Material for the task –
## BEGIN
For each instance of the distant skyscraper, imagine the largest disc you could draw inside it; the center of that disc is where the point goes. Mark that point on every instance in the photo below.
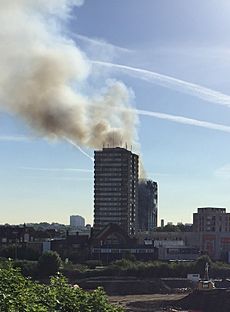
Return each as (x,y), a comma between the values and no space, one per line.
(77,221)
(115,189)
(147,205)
## END
## BEGIN
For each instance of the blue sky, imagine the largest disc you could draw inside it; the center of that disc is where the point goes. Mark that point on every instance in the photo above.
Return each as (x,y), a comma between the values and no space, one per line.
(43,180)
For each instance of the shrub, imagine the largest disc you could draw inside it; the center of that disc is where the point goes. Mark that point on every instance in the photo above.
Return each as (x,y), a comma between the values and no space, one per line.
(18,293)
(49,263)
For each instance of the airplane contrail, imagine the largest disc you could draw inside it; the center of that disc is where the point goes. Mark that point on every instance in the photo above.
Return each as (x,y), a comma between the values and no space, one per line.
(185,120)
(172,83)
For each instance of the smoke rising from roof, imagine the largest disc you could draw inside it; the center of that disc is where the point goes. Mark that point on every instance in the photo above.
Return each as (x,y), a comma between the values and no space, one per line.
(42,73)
## END
## BEGIN
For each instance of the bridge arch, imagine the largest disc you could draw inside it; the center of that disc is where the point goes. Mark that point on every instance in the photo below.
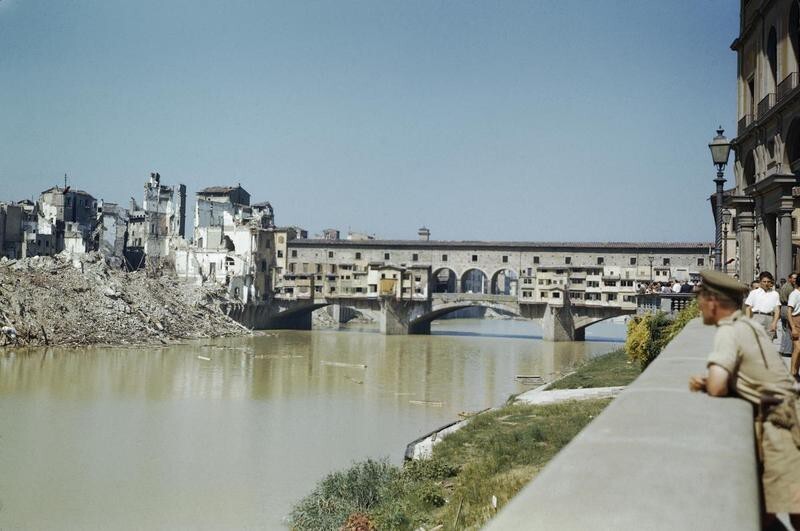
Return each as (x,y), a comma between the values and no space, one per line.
## END
Task directions – Pull out every line of the rows above that contains the word "blue", copying each one in full.

Output for this exercise –
For each instance of the blue sky, imagine the largest disc you could draw inside it; the center of that disc is where the point goes. Mark that point on every instance in the photo above.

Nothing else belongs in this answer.